# WORK TO DO
Rewrite the material below, replacing every "instance" with "piece" and keeping everything else the same. Leave out the pictures.

[Records]
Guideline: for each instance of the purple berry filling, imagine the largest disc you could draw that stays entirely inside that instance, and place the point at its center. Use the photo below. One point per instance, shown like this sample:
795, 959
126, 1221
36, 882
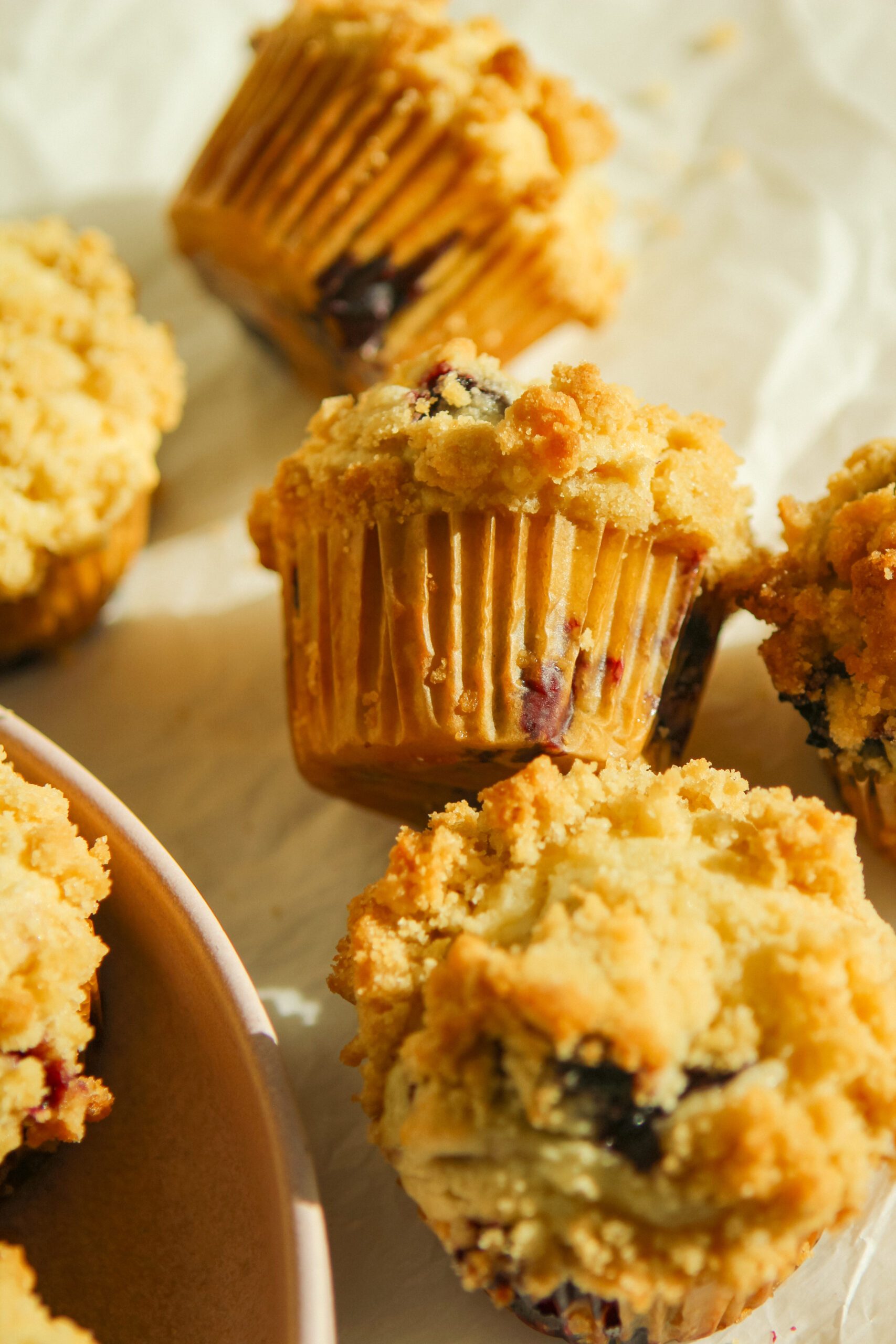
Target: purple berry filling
361, 299
487, 401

# PROBLEM SOLUTION
Guideline: for each piece of the purple berry filling, imagine the largest disc you could draw that stays entirely inside that piece, and place the point at its center. Use the photo below. One point per piece, shown like this sample:
795, 959
126, 1221
36, 882
Target: purple berry filling
361, 299
487, 401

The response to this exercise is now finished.